Text provided:
Are you ready to give autumn sowing a go?

Are you ready to give autumn sowing a go?

Every year I manage to grow a few extra things through autumn as I become more familiar with their timing. I admit there's a fair bit of trial and error involved but, that's pretty normal in my garden.
Like me, you too may be focused on enjoying all the lovely produce coming into your kitchen from your garden at the moment. Waiting patiently for the results of your earlier efforts, growing, flowering and getting bigger every day. Perhaps a little longer still for those pumpkin, squash and melons but with anticipation all the same. To start thinking about where to sow the autumn things is sometimes in the 'too hard' basket.

Source information:

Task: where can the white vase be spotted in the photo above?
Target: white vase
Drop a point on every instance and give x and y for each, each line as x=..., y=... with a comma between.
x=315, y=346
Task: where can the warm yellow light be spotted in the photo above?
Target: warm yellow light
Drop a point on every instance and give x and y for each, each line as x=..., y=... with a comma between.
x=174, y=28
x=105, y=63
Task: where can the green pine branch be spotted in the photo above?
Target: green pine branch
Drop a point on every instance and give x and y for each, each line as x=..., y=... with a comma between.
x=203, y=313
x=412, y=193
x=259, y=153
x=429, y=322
--
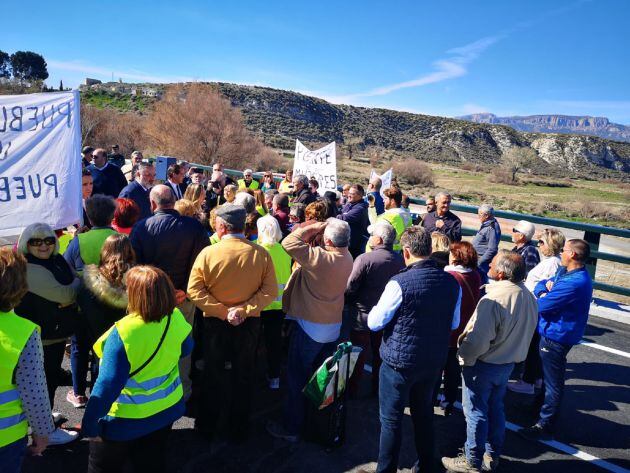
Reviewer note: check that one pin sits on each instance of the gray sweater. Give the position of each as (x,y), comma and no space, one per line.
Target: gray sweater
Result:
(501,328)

Problem set:
1: List every crop the text on autumn sowing names as still needing a little longer before harvest.
2: Answer these questions from the text on autumn sowing.
(a) What does the writer admit is involved in growing extra things through autumn?
(b) What does the writer become more familiar with every year?
(c) In which basket is thinking about where to sow the autumn things sometimes placed?
3: Continue the text on autumn sowing from its last sentence.

Answer set:
1: Pumpkin, squash, melons

2:
(a) A fair bit of trial and error
(b) The timing of the extra things grown through autumn
(c) The 'too hard' basket

3:
But planning for autumn sowing is simply all about getting your timing right to achieve a pre-winter harvest. It seems
there's a big difference in the enthusiasm levels between spring and autumn gardening. When you call us, or if you drop in, it's all down to the fact that you just don't know what you can grow! Many people are just not aware of the best varieties to be sown in autumn for a winter harvest. As general gardening knowledge increases and interested beginner gardeners gain confidence, we field many of your questions about what to buy and when to sow it. Now is the perfect time for you to start planning. Hopefully you're already receiving our monthly newsletter, covering autumn heirlooms over the next three months. If not, you can sign up for it on our website.

Just to get you thinking about autumn, let's try one or two varieties for starters and you can go from there!

Have you heard of Broccoflower? When researching for this blog I discovered that the word was trademarked by a Californian company for the green cauliflowers they market. But the Romanesco broccoli also falls under this name.


This is a beautiful looking broccoli that I love showing people in my garden. It always receives exclamations and interest especially when it's ready to pick. The formation of the heads is unusual and the light green colour is spectacular.

As well as Broccoflower, it can be referred to as Romanesco cauliflower or Romanesco broccoli and is an edible flower bud of Brassica oleracea.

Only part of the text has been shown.